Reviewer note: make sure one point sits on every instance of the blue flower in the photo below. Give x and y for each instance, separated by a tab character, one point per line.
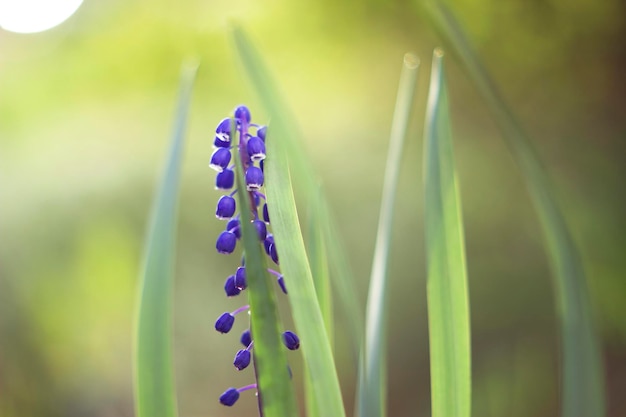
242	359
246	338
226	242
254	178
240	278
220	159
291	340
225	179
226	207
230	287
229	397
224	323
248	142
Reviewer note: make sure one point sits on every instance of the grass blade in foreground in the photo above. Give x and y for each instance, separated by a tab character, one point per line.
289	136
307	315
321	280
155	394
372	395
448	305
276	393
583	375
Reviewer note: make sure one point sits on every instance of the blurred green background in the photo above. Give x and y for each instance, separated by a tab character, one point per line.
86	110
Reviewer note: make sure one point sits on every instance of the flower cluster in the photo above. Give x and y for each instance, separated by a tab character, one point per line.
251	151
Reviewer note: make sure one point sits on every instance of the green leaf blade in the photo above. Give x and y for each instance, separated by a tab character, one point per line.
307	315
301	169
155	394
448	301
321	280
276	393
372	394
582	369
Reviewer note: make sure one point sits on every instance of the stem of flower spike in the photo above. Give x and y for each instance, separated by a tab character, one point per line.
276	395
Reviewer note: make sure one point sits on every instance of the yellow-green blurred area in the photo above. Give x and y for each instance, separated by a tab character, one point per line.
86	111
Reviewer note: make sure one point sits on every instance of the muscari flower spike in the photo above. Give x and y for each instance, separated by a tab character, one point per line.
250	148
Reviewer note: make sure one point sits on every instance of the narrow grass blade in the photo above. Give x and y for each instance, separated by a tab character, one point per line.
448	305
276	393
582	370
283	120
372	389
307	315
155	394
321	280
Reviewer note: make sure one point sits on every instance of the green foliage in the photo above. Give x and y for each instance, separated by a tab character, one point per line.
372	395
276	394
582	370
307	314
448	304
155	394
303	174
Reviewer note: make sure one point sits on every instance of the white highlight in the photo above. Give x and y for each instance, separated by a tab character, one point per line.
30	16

* * *

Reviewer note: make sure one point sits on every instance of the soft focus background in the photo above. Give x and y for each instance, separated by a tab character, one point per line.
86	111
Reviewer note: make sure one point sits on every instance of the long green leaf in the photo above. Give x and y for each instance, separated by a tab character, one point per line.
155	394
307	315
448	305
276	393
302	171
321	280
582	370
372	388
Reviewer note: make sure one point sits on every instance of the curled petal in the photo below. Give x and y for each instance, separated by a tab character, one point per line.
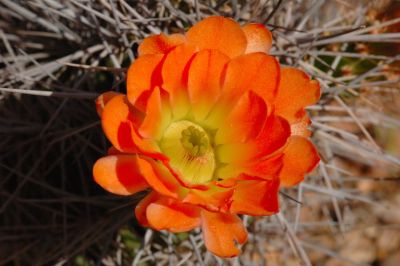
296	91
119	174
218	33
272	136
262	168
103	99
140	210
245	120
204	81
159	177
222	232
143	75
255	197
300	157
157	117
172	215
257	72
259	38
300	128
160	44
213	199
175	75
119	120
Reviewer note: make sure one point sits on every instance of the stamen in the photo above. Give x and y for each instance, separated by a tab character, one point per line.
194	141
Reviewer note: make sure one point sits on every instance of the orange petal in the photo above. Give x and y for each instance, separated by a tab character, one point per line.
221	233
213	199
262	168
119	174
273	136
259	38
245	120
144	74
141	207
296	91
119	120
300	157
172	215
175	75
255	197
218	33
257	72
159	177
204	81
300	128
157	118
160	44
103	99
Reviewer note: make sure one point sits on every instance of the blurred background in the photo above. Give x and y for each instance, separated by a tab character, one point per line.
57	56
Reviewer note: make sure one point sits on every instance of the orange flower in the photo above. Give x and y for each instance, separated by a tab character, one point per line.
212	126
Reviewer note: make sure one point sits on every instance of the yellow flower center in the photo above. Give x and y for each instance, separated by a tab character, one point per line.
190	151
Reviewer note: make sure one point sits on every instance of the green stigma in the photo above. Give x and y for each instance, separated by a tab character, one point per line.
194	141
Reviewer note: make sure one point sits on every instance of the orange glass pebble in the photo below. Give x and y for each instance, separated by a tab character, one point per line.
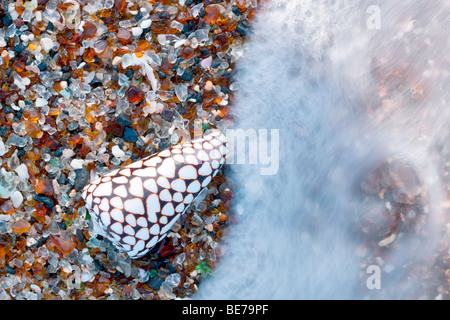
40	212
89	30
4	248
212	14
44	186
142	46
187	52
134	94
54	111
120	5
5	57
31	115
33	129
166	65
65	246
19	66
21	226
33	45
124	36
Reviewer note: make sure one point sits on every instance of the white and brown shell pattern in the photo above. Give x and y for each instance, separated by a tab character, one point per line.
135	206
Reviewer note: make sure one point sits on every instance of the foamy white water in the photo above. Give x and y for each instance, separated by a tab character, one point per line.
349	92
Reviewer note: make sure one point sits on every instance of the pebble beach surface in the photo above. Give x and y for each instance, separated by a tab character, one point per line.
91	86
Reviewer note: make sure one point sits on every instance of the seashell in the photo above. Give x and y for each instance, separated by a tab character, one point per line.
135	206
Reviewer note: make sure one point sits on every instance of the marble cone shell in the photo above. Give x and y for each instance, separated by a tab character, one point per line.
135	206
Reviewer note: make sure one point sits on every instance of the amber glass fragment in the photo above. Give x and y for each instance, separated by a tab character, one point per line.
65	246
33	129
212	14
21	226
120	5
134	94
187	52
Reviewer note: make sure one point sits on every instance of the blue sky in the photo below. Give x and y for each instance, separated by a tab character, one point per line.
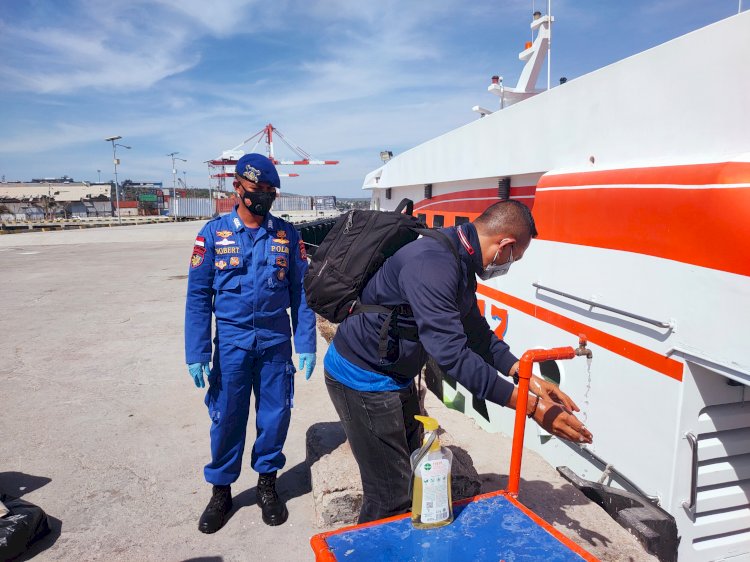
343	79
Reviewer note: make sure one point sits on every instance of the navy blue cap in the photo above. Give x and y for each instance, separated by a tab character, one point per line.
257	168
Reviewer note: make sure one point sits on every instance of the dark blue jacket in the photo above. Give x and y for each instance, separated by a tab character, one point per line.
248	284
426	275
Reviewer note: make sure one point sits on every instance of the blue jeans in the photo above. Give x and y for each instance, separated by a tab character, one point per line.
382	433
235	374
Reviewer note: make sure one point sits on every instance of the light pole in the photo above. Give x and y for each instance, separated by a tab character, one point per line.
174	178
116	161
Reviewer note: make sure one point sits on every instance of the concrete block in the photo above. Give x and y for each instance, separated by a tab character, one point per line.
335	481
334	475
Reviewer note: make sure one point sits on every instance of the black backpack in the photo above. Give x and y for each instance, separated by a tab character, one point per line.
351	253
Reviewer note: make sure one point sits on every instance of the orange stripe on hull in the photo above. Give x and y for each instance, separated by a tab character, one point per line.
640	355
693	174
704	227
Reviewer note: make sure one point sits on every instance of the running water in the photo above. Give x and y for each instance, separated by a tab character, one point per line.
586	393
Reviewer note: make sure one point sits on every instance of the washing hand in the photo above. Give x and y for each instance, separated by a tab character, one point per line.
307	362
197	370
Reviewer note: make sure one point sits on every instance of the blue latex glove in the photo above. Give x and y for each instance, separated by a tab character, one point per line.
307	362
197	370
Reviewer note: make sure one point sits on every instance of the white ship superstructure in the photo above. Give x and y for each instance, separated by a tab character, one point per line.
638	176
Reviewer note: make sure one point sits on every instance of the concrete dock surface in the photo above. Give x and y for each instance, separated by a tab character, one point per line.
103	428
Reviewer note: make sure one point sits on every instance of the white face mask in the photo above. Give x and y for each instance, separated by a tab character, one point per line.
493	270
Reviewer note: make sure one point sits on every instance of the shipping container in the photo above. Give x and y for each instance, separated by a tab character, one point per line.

**Instructions to follow:**
Pick out every line of the records above that contains the string "below", and copy each one in full.

**Worked solution:**
Reviewer note: make sure one point sits on every instance of the blue flower in the photo below. Give x and y for each instance, separated by a tab character, one point per line.
Reviewer note: make sure one point sits on every instance of the curled petal in the photo below. Give x and y for each instance, separated by a tab character, one point per line.
Reviewer note: make sure one point sits on every instance of the orange glass pebble in the photo below. Give x and y for each instance, separated by a tab character, one point per line.
Reviewer note: make sure one point sits on every instance of the blue sky in the photo below. Give x and y for each instance, separated by a tab character, one point per line.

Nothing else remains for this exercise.